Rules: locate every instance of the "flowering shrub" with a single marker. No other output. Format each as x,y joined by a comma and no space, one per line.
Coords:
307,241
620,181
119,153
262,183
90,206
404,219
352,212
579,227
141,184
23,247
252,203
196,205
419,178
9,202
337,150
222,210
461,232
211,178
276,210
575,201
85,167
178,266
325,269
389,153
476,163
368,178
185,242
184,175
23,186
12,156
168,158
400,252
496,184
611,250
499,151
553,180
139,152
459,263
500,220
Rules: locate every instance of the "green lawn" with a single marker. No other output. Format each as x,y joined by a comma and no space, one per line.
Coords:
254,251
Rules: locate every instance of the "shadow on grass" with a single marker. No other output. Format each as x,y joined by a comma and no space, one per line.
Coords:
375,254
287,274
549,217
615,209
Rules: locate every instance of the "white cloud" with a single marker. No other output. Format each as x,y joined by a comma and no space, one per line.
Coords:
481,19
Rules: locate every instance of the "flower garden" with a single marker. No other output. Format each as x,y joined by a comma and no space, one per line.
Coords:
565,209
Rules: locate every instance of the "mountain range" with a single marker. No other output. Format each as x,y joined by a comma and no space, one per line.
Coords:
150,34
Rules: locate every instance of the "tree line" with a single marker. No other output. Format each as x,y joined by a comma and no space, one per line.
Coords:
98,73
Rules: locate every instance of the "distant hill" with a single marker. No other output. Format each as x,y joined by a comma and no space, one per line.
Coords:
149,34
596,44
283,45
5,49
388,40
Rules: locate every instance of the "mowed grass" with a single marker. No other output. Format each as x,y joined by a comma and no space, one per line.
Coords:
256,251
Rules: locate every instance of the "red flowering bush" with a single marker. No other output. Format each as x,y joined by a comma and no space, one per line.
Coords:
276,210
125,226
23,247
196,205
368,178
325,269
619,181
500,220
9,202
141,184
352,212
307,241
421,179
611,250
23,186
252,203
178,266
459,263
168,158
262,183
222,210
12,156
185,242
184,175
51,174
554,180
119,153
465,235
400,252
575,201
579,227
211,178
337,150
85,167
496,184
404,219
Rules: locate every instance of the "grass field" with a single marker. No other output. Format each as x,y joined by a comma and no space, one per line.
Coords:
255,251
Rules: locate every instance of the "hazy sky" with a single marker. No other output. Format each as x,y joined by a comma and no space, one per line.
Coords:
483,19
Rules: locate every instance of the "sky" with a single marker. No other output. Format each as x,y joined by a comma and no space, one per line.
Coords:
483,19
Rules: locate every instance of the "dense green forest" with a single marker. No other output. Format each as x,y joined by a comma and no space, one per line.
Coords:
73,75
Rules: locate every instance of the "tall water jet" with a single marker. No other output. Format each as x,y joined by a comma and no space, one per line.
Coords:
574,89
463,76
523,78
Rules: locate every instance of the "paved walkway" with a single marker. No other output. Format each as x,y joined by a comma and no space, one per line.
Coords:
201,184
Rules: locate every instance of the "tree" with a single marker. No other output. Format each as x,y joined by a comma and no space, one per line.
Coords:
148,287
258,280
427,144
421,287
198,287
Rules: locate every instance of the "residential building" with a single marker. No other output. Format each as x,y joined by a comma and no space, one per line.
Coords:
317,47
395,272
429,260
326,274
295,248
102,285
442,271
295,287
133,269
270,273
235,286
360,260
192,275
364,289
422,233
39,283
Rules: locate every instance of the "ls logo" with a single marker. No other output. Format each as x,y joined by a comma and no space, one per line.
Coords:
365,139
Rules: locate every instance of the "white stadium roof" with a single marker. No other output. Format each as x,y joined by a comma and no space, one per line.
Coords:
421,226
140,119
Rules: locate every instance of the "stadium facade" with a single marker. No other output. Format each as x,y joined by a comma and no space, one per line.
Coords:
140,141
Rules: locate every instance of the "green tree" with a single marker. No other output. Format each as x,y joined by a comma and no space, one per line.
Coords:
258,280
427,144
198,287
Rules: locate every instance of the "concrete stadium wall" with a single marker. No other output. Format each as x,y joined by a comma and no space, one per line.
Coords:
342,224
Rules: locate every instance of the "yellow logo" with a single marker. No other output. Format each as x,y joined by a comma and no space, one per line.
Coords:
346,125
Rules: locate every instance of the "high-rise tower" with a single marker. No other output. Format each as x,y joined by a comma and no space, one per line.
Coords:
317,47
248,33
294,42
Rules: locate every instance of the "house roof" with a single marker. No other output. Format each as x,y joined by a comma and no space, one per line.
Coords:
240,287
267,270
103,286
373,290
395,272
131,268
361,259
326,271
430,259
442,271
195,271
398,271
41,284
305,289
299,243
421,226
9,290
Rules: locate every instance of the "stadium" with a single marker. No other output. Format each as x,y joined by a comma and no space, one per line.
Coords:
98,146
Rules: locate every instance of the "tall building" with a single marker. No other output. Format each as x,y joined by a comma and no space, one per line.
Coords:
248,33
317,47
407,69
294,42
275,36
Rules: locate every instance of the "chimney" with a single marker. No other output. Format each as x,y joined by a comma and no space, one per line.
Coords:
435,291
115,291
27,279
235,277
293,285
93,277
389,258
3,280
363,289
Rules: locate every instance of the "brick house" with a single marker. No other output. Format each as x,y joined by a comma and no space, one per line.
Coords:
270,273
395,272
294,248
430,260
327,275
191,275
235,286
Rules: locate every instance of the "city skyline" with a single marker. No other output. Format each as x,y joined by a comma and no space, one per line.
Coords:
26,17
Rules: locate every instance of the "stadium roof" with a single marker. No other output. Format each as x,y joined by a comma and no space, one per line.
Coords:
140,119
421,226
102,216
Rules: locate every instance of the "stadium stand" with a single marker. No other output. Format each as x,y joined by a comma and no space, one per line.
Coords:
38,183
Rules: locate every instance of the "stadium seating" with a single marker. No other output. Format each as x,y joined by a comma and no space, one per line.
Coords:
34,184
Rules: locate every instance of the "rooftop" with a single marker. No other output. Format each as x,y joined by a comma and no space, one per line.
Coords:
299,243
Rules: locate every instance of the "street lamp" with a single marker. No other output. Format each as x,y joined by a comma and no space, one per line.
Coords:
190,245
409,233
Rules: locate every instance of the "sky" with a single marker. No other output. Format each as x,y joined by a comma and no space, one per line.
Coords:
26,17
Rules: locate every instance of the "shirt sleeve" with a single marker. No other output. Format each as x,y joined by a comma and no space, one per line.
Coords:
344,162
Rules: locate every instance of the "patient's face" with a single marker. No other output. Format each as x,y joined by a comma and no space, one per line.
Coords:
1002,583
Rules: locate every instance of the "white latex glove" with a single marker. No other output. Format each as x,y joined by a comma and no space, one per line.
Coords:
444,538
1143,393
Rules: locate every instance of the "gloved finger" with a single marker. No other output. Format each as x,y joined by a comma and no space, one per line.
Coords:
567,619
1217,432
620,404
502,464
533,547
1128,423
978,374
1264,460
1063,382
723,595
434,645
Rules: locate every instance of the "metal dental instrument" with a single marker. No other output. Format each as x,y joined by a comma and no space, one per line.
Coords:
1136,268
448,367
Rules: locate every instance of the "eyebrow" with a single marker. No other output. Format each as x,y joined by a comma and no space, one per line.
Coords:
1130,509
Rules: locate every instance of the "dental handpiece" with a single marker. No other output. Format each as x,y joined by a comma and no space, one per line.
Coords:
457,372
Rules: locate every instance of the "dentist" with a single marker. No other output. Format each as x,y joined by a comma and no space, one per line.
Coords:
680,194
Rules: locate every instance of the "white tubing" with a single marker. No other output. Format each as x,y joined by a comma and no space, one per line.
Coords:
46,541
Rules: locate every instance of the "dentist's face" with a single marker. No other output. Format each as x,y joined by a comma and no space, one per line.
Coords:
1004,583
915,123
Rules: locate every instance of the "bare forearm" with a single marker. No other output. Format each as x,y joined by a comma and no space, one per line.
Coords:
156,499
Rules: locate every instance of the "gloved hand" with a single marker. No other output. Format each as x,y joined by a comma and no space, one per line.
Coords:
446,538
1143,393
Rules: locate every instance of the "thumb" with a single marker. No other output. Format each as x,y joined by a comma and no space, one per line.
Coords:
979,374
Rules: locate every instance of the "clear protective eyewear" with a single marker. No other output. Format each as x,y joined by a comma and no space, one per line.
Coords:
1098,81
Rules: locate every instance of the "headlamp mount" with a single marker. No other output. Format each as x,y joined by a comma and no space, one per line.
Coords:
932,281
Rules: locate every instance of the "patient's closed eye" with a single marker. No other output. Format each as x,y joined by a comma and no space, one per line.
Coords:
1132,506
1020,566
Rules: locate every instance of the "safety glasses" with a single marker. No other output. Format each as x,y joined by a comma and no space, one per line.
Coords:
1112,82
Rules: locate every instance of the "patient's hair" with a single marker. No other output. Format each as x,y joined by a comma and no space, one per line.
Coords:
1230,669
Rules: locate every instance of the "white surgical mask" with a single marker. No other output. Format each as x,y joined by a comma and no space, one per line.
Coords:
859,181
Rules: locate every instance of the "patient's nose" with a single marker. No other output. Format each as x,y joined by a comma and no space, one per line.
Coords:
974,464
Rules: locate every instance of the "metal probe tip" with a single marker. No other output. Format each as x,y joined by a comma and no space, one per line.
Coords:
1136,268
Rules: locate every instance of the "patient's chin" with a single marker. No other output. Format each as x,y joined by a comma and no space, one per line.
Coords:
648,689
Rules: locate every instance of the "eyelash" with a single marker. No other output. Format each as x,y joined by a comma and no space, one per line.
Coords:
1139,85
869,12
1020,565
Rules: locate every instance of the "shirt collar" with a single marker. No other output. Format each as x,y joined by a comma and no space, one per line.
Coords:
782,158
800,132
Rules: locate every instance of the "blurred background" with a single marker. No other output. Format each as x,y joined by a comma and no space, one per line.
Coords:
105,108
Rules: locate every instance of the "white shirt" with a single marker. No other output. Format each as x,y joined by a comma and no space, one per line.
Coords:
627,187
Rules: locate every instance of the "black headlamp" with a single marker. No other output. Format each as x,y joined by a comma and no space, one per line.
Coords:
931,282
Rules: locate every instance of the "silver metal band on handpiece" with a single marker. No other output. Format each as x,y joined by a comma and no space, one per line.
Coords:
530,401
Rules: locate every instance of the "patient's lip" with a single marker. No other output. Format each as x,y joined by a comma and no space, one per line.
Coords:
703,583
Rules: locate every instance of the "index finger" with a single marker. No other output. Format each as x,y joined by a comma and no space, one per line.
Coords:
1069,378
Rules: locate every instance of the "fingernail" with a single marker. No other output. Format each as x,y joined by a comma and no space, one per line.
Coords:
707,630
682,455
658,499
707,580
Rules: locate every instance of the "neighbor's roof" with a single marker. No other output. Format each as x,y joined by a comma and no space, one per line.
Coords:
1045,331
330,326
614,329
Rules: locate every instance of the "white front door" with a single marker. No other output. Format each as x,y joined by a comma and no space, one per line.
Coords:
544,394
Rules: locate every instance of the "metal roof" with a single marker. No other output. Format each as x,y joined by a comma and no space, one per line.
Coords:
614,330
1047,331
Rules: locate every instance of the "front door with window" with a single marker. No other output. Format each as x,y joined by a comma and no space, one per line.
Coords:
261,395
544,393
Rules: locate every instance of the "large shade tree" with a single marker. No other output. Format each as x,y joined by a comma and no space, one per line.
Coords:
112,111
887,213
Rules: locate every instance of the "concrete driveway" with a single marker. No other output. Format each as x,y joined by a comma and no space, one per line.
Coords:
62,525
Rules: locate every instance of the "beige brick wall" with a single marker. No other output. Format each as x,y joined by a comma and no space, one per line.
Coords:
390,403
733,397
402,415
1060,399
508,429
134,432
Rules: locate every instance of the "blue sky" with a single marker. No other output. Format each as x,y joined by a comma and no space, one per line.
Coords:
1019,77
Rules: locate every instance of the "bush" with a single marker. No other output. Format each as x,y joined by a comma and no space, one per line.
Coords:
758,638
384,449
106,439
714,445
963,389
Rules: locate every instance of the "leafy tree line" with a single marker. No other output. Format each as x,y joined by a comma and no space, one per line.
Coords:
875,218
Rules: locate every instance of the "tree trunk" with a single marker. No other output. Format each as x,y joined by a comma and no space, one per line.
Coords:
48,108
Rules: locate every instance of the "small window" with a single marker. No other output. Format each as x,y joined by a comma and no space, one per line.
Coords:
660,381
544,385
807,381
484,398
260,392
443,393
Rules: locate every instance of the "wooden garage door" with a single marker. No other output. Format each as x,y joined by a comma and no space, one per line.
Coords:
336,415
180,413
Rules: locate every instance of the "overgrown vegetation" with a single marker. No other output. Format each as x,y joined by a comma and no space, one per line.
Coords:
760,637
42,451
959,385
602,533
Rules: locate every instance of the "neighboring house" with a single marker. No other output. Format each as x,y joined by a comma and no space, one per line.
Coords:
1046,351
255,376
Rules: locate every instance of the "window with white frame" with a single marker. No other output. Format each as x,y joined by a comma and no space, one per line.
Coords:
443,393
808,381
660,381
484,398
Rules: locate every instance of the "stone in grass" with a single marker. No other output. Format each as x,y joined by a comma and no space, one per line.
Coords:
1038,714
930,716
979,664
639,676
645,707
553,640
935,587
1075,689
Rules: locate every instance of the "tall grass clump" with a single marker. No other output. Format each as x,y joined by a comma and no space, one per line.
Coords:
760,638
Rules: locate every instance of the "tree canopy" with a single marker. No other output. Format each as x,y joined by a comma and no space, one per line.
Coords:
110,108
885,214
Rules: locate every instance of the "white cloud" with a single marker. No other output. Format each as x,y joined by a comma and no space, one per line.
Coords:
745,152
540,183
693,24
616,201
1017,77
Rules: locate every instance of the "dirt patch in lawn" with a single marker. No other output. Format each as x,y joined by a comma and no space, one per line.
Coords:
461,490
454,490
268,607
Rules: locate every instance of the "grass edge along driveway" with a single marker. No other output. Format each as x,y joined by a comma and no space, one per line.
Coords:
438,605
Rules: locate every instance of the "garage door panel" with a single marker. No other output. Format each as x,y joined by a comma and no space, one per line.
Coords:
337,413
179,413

Action item: Looking back over the listing above, how many lines include the word "house"? Give the number and nothing more.

Reply: 3